Tarefas
a. Responda, com base no texto sobre as 24h de Coruche, às perguntas seguintes:
(i) Em que lugar terminou Mário Manuel a prova de 2015?
(ii) Que tipo de pedais tinha o adversário ultrapassado a meio da prova de 2015?
(iii) Quantas horas de prova tinham decorrido quando chegou a chamada em 2016?
b. Dê continuidade ao texto sobre as 24h de Coruche a partir da última frase apresentada.

Texto da página
2015 foi o ano em que aprendi a minha melhor lição nas 24h de Coruche:
"Nunca mas nunca descartes um adversário pelo seu aspecto ou pelo seu equipamento"

Passei por um adversário algures no meio da prova. Quando ia a passar vi algo estranho nos seus pés... ou a ausência de algo... não tinha sapatos/pedais de encaixe.. tinha uns ténis normais de desporto e pedais de plataforma!
Lá estava eu em 2º lugar novamente...
O demónio fez-me uma visita:
"Tens de dar tudo para chegar ao 1ºlugar Pinto!!  O 2º está garantido... o gajo nem pedais de encaixe tem!!!"
Acabei em 3º Lugar... e em 2º o meu amigo Mário Manuel e os seus ténis.

2016 foi o ano de mais um upgrade de luxo no meu Staff! O meu amigo João Miranda, o meu padrinho João Garcia, a minha Mariana e uma carrada de outros amigos que me fizeram umas visitas!
Tinham passado 12 horas de prova e recebo uma chamada:
"Estás em primeiro João"
"Não pode ser... eu não me lembro de ultrapassar quem ia na frente! Têm a certeza?"

Excertos dos dados
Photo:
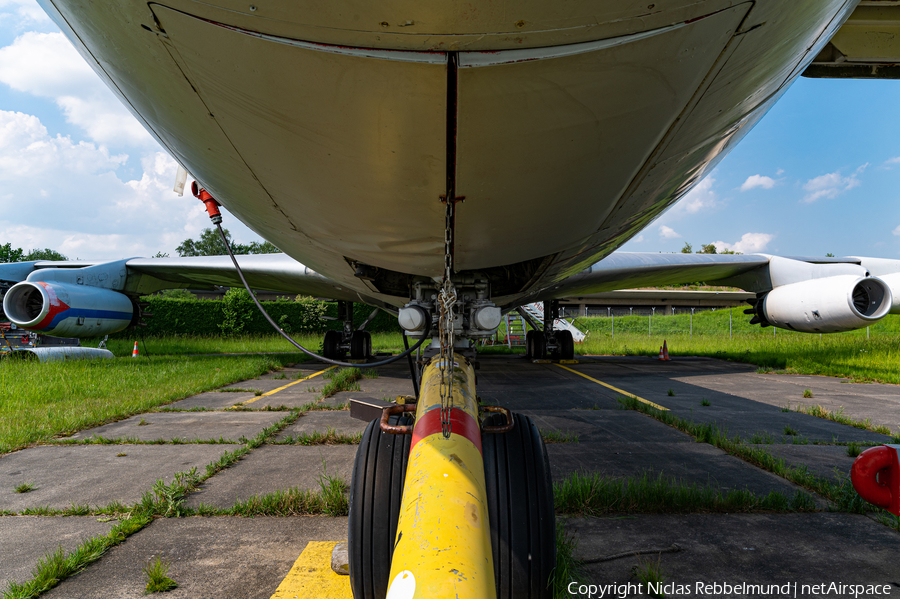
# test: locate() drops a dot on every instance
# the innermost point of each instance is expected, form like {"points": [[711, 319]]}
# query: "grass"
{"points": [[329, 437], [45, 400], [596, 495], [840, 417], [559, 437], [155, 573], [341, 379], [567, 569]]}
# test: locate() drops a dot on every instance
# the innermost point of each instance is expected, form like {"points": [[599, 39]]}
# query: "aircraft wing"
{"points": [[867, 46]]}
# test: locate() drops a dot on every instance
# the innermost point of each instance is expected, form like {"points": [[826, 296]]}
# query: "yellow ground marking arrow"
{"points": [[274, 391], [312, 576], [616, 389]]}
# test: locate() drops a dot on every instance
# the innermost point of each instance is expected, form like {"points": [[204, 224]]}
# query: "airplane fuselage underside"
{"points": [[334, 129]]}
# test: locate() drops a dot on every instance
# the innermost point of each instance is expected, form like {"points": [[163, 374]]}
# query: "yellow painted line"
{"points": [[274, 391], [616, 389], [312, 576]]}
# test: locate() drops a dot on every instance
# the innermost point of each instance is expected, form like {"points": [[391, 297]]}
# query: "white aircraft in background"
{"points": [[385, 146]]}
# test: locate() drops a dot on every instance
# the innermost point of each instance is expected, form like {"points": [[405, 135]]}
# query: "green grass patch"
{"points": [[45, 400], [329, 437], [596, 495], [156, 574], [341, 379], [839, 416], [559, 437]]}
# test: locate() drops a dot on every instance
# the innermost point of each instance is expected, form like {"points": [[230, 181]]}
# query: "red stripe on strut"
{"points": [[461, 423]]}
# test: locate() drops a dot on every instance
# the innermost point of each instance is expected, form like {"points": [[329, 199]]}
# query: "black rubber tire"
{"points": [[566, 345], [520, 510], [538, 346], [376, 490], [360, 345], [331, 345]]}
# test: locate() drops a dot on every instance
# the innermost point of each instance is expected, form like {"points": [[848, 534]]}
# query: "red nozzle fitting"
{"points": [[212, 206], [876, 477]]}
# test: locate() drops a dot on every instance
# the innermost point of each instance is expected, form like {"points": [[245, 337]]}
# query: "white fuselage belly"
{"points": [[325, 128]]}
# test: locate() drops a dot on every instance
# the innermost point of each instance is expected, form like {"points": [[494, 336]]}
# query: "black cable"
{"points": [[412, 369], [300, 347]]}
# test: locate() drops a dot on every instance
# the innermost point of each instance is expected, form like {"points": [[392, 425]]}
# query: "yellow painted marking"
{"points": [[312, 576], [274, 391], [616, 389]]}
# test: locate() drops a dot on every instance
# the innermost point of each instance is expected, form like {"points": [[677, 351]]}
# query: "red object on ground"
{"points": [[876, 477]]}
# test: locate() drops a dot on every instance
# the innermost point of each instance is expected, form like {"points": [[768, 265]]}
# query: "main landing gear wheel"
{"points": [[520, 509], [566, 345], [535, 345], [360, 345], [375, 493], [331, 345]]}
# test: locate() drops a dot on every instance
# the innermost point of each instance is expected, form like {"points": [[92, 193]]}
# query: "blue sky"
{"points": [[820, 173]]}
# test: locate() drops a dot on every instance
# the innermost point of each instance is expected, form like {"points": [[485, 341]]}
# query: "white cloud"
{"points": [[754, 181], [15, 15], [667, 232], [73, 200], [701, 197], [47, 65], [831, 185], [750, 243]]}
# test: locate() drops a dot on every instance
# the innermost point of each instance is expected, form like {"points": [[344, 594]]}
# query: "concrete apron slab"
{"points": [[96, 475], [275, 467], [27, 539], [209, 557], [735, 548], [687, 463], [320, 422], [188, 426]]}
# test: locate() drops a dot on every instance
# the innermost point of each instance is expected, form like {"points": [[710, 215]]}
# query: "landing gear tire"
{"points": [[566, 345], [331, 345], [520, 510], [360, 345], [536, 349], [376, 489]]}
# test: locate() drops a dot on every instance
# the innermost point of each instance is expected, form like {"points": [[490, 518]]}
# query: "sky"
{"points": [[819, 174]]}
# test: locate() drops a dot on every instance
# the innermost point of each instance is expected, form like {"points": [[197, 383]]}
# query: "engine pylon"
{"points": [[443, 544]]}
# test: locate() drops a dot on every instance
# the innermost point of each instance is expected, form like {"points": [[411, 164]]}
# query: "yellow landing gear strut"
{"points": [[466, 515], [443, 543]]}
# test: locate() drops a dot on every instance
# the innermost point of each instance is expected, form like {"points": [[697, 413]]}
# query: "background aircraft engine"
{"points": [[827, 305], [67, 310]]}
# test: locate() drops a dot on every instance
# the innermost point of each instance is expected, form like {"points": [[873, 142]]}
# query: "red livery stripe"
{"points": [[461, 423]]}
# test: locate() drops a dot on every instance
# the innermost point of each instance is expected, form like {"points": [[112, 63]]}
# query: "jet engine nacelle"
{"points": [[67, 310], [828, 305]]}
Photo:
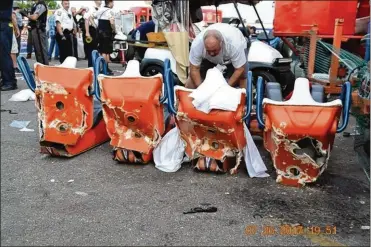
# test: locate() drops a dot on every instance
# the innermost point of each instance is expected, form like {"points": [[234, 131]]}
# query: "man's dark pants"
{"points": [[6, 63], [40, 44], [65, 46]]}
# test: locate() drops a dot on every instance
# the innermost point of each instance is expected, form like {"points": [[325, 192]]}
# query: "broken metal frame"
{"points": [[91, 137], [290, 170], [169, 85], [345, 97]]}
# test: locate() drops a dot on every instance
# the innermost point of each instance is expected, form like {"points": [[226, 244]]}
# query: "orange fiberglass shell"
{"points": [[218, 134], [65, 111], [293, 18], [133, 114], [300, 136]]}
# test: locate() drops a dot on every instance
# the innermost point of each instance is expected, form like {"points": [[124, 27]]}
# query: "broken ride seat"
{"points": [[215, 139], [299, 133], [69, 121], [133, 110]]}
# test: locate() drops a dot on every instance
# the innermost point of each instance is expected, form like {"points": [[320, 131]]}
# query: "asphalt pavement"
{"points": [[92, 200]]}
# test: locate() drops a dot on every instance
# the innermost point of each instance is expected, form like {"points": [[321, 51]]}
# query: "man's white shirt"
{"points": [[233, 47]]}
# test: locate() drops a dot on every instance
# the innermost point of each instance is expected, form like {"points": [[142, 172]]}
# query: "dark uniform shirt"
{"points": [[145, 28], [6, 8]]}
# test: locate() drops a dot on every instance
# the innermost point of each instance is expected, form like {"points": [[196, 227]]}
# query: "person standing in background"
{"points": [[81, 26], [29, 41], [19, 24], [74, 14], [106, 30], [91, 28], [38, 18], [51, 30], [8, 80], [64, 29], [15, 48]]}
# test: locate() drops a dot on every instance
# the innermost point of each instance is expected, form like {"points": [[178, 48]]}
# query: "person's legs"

Respostas por tarefa
a.
(i) Em 2º lugar.
(ii) Pedais de plataforma.
(iii) 12 horas.

b.
"Sim! Já fomos várias vezes falar com a organização! Tens 10 minutos de vantagem... vamos gerir durante a noite!"

Entrada da última volta, a vantagem continuava +- nos 10 minutos graças a um controlo digno de F1 por parte do meu Staff.
Então parece que é esta a sensação de vitória... leveza, despreocupação, ausência de dor ou qualquer cansaço depois de 24horas e mais de 400km... e principalmente a sensação de objectivo cumprido depois de tanto tempo a pensar nele.


Na entrada para a Praça de Coruche tinha um membro da organização á minha espera...
- João, peço desculpa e não sei como te dizer isto... mas os chips falharam. Não estás 10 minutos na frente dos teus adversários e sim com 15 minutos de atraso para o 1º.
-... Ok... compreendo.
Entrei na Praça...vi toda a minha família de lágrimas nos olhos, e pensei: "Tens de ser forte, não podes mostrar tristeza ou revolta... eles sofreram tanto quanto tu nestas 24horas"
- João.. desculpa, nós perguntámos várias vezes.. estava tudo correcto no site das classificações.
- Não faz mal... a culpa não é vossa, não podiam adivinhar.
E o meu corpo decidiu desligar nesse momento. Sem forças para ficar em pé, tonturas, os intestinos ás voltas... um full crash.
Fui levado em ombros para o único "trono" que iria ser meu nesse dia...


2017, Mais um upgrade de staff relevante! O meu amigo José Martins que vinha com uma mão partida!
Aproximadamente a meio da prova eu e o meu amigo Mário Manuel estávamos juntos...já tinha pedais de encaixe!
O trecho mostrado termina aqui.